SELECTED TEXT ▸
"""

The music industry is suffering. Tours are being cancelled, live shows are on hold and music-related businesses are hanging on for dear life. In the midst all of this, many bands are turning lemons into lemonade by making coronavirus merch available for their fans. Masks and bandanas specifically, are in high demand.

 

Image Credit: 95.5 The Rat

Now that the CDC has called for people to wear masks while patronizing businesses, musicians are partnering with merchandising companies to make masks and bandanas branded with their band names. Tony Holiday, president of Kt8 merchandise company had this to say.

 

"A lot of our acts are EDM and in that scene, bandanas and face masks have been popular at festivals for years because of the dust factor. So with the recent demand in face masks, we were already set up to deliver."

 

Holiday further notes that 30 – 40% of his clients are asking for face masks to be made and the company has been selling around 500 a week; far more than usual. Kt8 has been donating proceeds to hospitals and charities supporting frontline workers in the fight against COVID-19.

 

And it’s not only bands that have been capitalizing on the face mask craze. The guitar accessory manufacturer Ernie Ball has come out with its own line of custom masks. Apparel manufacturer Custom Ink has been adding them to the Health and Wellness section of their web site. They are also providing masks for businesses and personalized masks for individuals.

 

Other companies, like Red Star merchandise has been donating some of its t-shirts to a local seamstress who then repurposes them to be used as head caps and face masks for hospitals.

 

Bands and merchandising companies who are making money off coronavirus merch have definitely found a silver lining is all this. But many respect that fact that this is a serious situation and not necessarily a money making opportunity.

 

While some are advertising their merch loud and proud, others are choosing a more low-key route. These bands are taking the approach of letting fans know they have the merch available while trying not to make it seem as if they are cashing in on a worldwide tragedy.

 

"Some people might feel like it’s weird to make money off of this," Holiday says. "But at the end of the day, people want to not walk around feeling contaminated. If wearing masks becomes a regular part of daily life, having it associated with something you enjoy might make it more appealing."

 

In addition to face masks, other merch is popping up that works the coronavirus angle. T-shirts sporting lyrics from The Police hit song Don’t Stand So Close to Me are becoming quite popular.

 

As for us, we are glad that bands have found a way to make up for some of the income they are losing on live shows; but we’re really looking forward to a time when masks won’t need to be worn at all. Keep rockin’ and stay safe!

"""

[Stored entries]

"""

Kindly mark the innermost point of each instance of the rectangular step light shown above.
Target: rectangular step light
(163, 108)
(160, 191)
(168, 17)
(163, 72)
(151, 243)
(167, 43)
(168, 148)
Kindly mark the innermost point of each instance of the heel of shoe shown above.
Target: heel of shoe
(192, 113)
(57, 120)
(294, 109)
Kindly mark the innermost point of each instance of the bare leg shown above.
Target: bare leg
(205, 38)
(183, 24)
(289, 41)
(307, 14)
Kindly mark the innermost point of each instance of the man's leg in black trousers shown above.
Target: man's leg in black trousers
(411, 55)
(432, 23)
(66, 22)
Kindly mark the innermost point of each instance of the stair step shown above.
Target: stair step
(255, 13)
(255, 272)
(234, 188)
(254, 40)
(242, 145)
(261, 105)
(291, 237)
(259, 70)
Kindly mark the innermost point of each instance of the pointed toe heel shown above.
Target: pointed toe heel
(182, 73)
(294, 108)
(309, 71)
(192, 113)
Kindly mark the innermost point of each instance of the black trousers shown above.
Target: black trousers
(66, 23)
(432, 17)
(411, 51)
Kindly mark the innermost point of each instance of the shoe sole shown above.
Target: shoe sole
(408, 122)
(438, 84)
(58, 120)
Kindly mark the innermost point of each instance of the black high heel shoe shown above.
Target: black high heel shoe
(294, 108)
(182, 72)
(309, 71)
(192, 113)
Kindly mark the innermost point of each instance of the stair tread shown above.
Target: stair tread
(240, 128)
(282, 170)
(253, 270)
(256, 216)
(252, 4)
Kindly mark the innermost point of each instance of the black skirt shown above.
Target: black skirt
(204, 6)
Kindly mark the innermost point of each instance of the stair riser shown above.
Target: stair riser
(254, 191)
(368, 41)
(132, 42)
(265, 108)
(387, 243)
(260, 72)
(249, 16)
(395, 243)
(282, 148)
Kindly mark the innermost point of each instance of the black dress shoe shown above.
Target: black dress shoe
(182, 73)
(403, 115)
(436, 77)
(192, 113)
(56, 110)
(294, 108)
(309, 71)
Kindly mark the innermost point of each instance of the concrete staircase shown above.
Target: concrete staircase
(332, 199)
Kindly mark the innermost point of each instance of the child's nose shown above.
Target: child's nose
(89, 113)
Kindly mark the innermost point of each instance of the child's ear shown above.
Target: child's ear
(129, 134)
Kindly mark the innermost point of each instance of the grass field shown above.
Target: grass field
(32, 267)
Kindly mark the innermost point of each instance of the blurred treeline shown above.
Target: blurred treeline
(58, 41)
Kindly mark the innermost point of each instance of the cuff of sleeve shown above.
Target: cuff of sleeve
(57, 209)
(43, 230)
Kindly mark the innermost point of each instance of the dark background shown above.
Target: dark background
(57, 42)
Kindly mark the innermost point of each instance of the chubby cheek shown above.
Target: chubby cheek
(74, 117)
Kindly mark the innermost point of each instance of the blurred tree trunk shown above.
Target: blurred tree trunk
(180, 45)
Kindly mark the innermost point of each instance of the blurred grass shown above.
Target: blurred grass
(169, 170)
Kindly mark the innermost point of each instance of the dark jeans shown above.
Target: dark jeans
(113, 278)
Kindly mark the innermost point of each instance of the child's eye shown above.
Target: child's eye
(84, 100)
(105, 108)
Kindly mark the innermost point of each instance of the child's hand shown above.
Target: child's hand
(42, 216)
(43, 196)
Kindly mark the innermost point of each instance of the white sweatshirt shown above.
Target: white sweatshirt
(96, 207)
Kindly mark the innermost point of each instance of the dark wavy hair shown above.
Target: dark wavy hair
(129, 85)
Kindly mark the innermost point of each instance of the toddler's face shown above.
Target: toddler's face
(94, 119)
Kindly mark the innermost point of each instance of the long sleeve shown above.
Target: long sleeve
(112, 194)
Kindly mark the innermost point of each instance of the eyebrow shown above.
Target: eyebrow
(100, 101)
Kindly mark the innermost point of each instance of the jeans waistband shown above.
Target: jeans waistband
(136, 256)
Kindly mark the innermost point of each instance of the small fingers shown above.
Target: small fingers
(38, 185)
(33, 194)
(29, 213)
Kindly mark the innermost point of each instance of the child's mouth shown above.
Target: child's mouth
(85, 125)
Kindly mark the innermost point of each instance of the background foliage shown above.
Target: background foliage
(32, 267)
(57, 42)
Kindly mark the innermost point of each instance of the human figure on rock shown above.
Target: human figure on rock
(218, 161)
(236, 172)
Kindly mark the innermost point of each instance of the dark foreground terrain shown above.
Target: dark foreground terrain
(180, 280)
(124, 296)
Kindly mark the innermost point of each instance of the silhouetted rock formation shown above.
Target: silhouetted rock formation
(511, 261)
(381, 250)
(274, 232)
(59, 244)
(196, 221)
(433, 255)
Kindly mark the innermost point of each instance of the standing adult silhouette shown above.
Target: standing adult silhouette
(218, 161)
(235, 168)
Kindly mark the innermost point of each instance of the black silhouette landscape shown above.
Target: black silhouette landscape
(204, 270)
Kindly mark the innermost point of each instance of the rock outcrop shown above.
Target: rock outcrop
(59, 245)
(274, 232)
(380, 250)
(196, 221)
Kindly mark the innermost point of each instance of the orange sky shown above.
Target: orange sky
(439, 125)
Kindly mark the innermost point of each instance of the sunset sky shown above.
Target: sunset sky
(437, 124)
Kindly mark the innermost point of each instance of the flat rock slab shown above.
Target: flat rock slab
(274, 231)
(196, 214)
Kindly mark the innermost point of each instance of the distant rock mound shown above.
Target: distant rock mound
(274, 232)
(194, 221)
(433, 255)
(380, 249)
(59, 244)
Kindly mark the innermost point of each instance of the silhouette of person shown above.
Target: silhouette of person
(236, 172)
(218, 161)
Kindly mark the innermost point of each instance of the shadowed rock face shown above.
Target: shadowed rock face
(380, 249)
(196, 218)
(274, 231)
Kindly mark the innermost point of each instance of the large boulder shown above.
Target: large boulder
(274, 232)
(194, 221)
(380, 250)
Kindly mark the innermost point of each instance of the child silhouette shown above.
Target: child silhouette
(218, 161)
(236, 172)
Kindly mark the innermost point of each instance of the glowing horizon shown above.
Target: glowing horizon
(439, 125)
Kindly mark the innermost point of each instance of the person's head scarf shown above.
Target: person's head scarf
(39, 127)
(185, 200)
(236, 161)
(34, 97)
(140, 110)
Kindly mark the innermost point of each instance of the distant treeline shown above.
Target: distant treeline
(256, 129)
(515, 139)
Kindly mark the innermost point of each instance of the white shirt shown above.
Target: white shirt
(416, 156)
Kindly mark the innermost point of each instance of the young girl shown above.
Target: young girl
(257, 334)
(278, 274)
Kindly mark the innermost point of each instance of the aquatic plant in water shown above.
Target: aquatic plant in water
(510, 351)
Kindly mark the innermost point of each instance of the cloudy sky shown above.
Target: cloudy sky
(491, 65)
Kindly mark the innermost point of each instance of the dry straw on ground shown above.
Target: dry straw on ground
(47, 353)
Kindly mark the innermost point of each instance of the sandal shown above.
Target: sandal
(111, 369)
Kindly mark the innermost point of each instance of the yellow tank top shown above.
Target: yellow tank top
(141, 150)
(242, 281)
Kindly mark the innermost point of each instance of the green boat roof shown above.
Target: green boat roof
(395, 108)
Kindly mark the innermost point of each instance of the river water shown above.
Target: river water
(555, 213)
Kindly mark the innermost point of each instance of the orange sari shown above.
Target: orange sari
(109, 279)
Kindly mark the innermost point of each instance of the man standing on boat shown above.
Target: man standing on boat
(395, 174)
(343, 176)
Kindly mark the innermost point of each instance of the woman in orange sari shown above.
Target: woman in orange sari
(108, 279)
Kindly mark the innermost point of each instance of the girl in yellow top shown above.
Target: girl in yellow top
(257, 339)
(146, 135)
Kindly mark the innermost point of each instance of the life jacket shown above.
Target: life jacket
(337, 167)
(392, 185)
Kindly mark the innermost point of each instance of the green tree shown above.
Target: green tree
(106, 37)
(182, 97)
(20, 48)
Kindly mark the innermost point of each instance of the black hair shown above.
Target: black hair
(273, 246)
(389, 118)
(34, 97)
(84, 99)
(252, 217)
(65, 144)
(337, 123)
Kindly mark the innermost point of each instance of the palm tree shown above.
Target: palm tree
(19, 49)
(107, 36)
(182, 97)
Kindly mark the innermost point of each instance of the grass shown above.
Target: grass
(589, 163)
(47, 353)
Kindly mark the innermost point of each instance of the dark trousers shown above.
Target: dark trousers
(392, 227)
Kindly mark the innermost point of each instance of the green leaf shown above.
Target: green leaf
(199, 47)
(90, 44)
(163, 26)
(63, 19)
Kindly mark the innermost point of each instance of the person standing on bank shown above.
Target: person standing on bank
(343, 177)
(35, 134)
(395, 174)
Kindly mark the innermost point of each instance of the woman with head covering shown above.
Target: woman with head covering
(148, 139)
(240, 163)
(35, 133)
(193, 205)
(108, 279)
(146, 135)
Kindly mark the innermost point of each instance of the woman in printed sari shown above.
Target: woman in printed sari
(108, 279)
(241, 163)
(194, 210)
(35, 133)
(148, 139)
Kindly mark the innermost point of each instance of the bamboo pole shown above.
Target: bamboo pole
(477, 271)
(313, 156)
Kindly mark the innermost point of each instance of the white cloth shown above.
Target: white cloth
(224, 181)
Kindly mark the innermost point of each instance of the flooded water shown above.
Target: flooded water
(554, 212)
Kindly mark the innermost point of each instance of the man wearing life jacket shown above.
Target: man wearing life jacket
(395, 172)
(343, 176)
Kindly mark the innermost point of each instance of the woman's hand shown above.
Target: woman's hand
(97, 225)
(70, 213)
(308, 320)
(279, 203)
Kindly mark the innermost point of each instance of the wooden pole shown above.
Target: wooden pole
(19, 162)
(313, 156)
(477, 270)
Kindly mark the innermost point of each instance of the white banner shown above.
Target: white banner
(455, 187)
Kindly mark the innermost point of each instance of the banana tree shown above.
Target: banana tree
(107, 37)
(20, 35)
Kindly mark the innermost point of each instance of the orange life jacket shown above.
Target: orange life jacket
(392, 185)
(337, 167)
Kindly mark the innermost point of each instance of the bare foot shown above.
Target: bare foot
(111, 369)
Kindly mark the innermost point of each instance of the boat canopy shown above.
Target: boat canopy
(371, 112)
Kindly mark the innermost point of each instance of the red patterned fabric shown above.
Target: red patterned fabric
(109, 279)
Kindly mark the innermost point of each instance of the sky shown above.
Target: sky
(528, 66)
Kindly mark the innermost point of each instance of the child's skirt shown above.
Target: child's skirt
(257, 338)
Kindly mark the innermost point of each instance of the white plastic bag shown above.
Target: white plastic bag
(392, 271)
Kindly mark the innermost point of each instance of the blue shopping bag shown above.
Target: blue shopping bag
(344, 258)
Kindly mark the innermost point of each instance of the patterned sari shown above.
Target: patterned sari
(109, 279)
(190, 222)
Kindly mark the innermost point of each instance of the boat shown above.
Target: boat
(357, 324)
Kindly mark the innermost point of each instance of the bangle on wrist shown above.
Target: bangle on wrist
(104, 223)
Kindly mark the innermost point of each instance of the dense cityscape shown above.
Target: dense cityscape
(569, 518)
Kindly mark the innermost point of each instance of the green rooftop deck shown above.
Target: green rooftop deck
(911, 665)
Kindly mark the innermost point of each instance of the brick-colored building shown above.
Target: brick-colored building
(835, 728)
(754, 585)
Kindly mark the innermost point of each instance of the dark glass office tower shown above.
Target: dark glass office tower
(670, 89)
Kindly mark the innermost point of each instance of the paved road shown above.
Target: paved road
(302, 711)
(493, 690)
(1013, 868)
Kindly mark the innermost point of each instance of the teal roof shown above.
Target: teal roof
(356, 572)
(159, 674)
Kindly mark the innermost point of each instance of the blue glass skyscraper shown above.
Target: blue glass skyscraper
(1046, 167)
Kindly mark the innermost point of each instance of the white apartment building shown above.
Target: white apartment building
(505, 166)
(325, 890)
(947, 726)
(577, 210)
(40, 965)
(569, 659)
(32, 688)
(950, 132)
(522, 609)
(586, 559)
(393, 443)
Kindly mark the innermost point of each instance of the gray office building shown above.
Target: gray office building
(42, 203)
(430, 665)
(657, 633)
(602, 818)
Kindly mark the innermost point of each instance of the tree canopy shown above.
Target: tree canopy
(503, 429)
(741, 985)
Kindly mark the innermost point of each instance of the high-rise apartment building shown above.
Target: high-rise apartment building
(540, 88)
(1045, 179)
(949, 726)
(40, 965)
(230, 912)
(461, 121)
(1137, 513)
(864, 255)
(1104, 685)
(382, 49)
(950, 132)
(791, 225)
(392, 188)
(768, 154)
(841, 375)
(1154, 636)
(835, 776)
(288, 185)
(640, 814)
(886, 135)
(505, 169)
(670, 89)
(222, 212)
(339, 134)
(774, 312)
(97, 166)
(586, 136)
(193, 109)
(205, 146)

"""

Translate this sentence from the article on coronavirus band merchandise into Spanish: "The guitar accessory manufacturer Ernie Ball has come out with its own line of custom masks."

El fabricante de accesorios para guitarra Ernie Ball ha lanzado su propia línea de mascarillas personalizadas.